Search the data for the string "overcast" and gather each line it is in.

DATA SUPPLIED =
....................
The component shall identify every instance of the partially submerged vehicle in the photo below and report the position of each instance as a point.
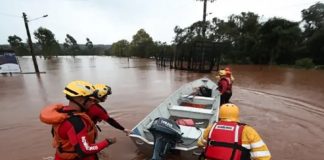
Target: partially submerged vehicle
(179, 121)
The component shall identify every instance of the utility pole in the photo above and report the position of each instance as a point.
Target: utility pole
(30, 43)
(202, 64)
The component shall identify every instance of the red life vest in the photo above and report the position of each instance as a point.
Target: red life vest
(54, 116)
(229, 82)
(225, 142)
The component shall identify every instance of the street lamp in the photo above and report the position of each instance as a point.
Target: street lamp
(30, 43)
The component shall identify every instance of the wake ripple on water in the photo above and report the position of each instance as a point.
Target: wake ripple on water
(297, 103)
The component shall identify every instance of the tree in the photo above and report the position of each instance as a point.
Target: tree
(141, 45)
(120, 48)
(71, 45)
(278, 39)
(46, 39)
(314, 32)
(17, 45)
(314, 18)
(89, 44)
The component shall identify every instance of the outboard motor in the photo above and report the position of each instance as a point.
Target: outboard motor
(166, 134)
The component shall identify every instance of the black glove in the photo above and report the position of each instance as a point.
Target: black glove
(111, 140)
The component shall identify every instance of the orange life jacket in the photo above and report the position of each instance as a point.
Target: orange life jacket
(225, 142)
(54, 116)
(229, 82)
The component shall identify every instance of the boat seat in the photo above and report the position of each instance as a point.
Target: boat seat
(191, 109)
(191, 132)
(198, 97)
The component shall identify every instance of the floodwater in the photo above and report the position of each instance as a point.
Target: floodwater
(284, 105)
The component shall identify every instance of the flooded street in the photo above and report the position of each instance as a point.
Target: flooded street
(284, 105)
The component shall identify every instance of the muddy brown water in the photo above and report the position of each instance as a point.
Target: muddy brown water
(284, 105)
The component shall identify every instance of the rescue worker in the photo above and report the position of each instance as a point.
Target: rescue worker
(228, 139)
(97, 113)
(229, 74)
(73, 131)
(224, 87)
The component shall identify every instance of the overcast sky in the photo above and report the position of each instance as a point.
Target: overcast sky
....................
SOLVED PROBLEM =
The component shall identify every instance of the overcast sky in the photo above and report the position of each instance as a point.
Target: overcast sky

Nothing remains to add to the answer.